## GOAL
Reproduce the junior-level course listing below verbatim, from its heading through its final line.

── SELECTED EXCERPT

Junior Level Courses
37571 Governance and Human Security in East Asia (Professor Brendan Howe, Ph.D.)
This course examines the duty to care incumbent on those who govern towards those who are governed in East Asia. It starts with an inquiry into the concept of “governance,” examining the multitude of political, economic, and ethical dilemmas and theoretical issues associated with it from the perspective of the universal entitlement rights and concurrent responsibilities associated with the concept of global citizenship. It then moves on to discussing the pragmatic issues generated by concerns about human security, organizing them around a set of “responsibilities” towards the most vulnerable sections of national and international society. The world of today seems to be prone to conflicts, some of which are so violent that they pull down governance and public administration institutions and structures. In such instances, the whole governance and public administration system and structure must be rebuilt from “scratch.” The process is not only long and highly expensive, but also requires careful analysis of the causes of the conflict in the first place, and the nature of the governance and public administration that should be put in place to avoid the recurrence of conflict and destruction.
37569 Korean Business Ethics: Korean Negotiation and Conflict Resolution (Professor Jasper Kim, JD/MBA, Attorney at Law (Washington, DC))

────
── DATA SECTION

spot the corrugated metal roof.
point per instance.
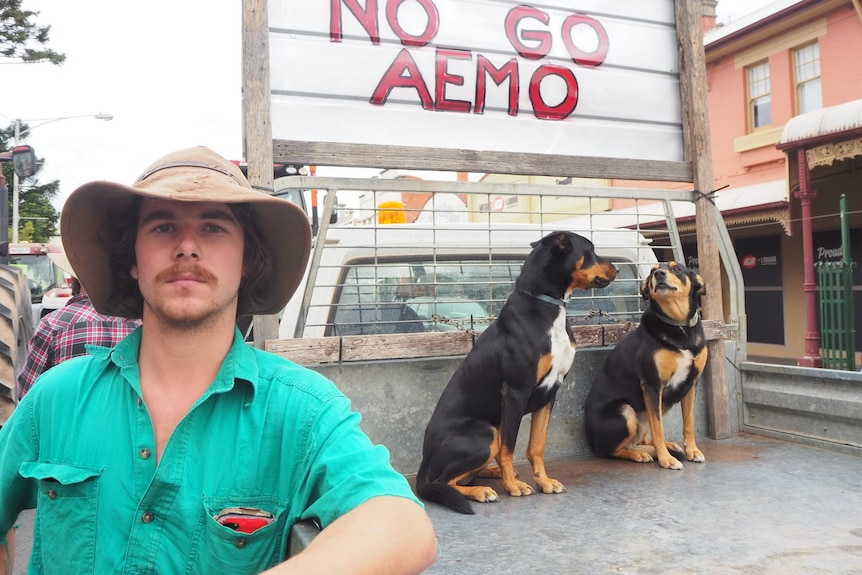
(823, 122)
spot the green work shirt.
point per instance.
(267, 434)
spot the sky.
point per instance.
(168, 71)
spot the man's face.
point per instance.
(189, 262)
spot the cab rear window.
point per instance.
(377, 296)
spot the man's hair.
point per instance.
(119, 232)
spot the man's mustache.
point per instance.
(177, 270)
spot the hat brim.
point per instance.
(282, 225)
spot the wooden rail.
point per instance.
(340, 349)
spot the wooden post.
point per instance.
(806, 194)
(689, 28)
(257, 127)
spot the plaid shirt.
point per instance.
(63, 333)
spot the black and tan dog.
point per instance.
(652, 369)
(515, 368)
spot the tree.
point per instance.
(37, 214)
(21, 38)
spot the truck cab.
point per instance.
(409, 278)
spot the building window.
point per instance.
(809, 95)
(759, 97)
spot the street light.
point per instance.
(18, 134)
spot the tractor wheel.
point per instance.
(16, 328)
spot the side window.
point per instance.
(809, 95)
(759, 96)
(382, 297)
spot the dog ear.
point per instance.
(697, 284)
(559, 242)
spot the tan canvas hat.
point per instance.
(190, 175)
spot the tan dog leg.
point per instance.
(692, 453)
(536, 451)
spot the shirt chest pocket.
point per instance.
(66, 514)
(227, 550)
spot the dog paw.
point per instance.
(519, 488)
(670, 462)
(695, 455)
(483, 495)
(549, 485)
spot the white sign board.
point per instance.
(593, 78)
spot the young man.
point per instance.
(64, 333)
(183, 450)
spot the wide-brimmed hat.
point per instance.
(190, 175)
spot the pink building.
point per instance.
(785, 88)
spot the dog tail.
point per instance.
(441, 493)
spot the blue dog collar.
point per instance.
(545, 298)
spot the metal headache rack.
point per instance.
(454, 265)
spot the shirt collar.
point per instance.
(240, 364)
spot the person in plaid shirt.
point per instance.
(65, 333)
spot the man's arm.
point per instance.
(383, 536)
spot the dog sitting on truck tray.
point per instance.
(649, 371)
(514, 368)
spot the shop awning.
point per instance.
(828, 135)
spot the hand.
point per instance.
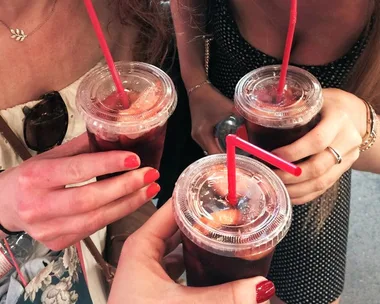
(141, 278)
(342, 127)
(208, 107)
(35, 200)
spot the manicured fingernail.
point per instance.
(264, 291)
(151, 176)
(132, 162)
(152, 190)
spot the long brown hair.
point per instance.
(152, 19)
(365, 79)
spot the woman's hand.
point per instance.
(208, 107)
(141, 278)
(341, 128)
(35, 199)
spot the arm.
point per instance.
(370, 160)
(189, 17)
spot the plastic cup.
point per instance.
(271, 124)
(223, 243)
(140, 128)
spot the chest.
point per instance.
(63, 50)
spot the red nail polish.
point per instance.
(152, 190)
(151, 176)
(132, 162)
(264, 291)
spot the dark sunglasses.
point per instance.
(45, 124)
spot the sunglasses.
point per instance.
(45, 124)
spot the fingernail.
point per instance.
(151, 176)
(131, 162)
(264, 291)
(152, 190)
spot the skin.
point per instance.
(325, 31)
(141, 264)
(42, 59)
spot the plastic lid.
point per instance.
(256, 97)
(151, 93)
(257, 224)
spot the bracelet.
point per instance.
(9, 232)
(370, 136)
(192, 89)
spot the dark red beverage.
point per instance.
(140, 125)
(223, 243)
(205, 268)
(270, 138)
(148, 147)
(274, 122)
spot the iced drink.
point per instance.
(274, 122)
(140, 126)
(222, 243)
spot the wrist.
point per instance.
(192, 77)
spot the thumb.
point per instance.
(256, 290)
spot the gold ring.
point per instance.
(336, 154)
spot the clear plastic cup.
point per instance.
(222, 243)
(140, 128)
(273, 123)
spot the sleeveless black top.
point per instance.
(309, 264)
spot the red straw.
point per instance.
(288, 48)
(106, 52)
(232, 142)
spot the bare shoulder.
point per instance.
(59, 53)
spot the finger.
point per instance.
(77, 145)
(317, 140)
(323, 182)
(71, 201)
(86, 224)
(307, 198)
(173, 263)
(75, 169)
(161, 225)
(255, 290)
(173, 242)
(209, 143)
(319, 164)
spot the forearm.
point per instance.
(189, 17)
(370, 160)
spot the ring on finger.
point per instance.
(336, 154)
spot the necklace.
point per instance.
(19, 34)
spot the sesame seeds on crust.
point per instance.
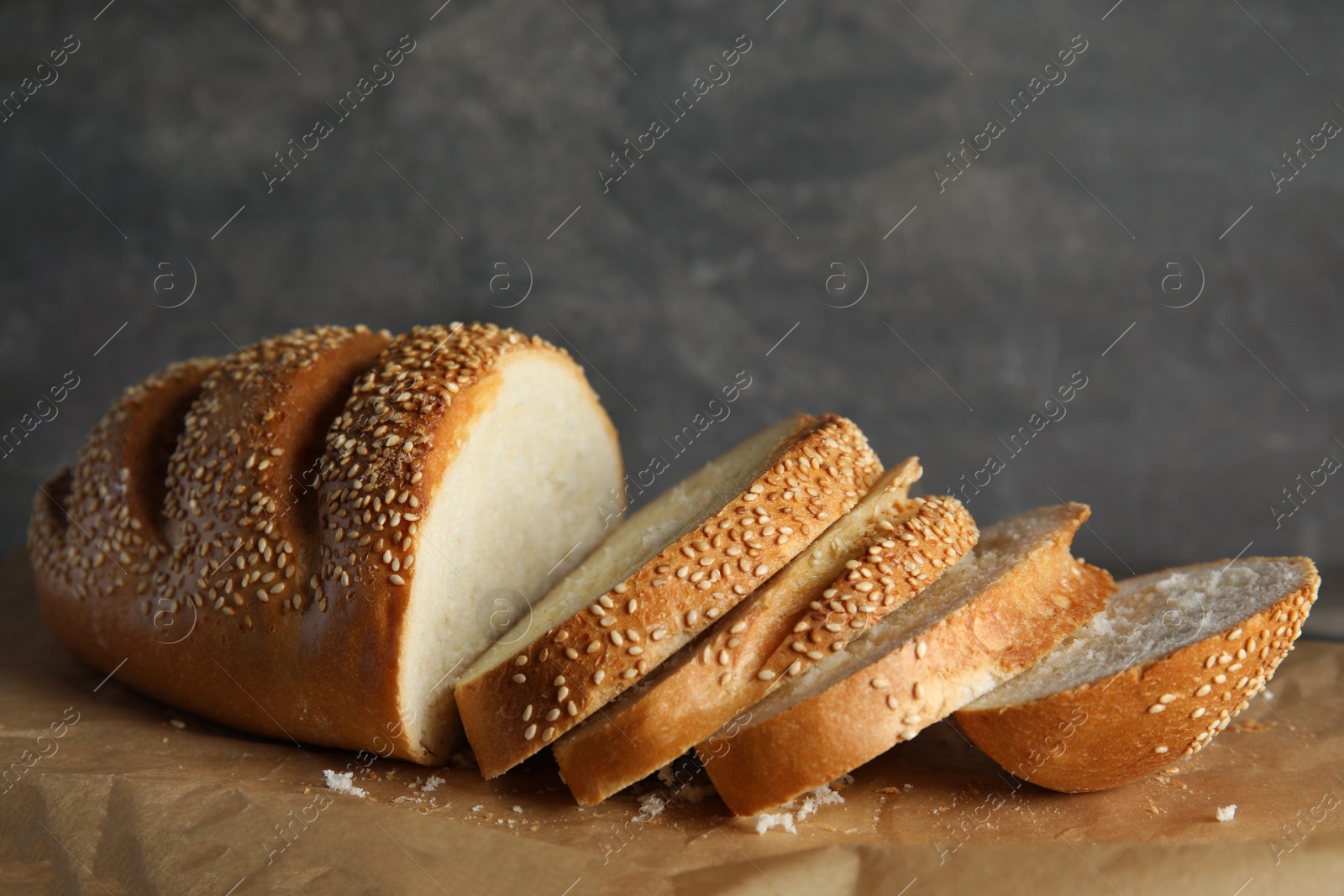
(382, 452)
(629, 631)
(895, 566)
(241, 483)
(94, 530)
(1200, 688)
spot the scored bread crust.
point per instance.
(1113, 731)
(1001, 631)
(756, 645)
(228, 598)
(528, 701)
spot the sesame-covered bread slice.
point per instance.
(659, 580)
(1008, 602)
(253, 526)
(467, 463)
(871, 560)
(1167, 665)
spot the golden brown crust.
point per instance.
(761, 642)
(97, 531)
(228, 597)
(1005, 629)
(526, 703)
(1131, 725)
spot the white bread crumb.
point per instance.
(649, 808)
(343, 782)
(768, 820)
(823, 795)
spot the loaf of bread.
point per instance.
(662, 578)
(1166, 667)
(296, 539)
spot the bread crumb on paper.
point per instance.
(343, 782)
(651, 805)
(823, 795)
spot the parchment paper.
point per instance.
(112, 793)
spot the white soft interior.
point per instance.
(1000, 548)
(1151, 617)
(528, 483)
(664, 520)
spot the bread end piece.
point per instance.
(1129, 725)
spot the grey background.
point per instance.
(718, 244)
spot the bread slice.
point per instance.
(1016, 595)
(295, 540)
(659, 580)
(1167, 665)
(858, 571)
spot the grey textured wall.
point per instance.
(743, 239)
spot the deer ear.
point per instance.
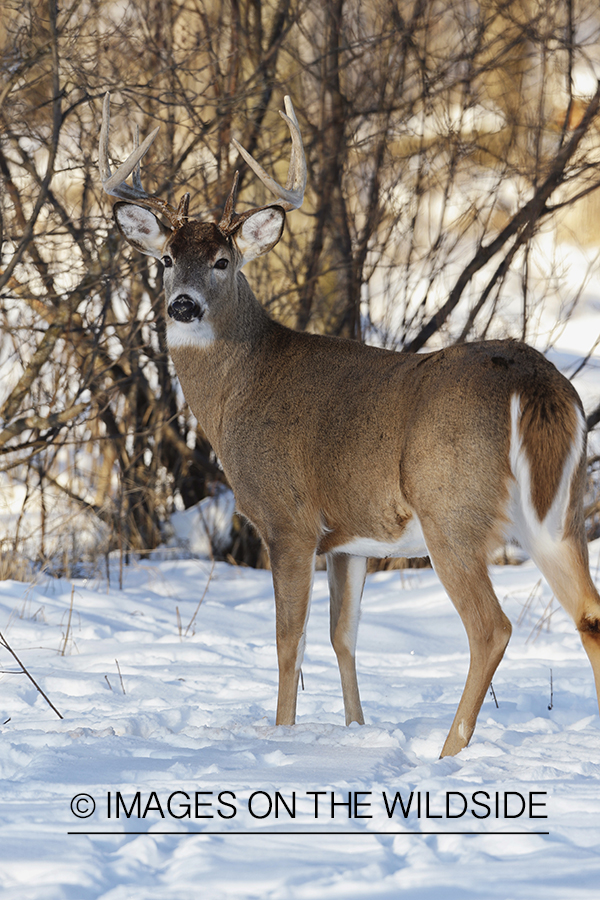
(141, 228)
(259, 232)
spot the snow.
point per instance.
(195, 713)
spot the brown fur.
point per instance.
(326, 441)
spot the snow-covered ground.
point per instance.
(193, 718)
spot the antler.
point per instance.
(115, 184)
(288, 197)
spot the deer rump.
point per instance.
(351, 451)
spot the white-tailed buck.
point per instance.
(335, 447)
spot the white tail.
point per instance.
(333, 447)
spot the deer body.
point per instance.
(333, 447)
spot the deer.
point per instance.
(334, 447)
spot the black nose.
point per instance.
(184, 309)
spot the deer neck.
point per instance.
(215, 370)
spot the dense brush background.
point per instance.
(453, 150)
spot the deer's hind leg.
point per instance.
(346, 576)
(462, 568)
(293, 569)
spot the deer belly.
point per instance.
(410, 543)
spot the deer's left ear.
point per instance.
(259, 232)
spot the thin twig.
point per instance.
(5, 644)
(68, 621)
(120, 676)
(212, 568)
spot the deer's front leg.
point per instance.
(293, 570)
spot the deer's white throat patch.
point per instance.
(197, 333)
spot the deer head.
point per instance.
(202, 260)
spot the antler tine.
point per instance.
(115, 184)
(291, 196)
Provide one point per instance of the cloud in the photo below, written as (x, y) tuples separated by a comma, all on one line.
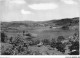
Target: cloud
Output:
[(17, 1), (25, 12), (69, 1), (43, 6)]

────

## WORKED ANSWER
Junior Level Courses
37571 Governance and Human Security in East Asia (Professor Brendan Howe, Ph.D.)
This course examines the duty to care incumbent on those who govern towards those who are governed in East Asia. It starts with an inquiry into the concept of “governance,” examining the multitude of political, economic, and ethical dilemmas and theoretical issues associated with it from the perspective of the universal entitlement rights and concurrent responsibilities associated with the concept of global citizenship. It then moves on to discussing the pragmatic issues generated by concerns about human security, organizing them around a set of “responsibilities” towards the most vulnerable sections of national and international society. The world of today seems to be prone to conflicts, some of which are so violent that they pull down governance and public administration institutions and structures. In such instances, the whole governance and public administration system and structure must be rebuilt from “scratch.” The process is not only long and highly expensive, but also requires careful analysis of the causes of the conflict in the first place, and the nature of the governance and public administration that should be put in place to avoid the recurrence of conflict and destruction.
37569 Korean Business Ethics: Korean Negotiation and Conflict Resolution (Professor Jasper Kim, JD/MBA, Attorney at Law (Washington, DC))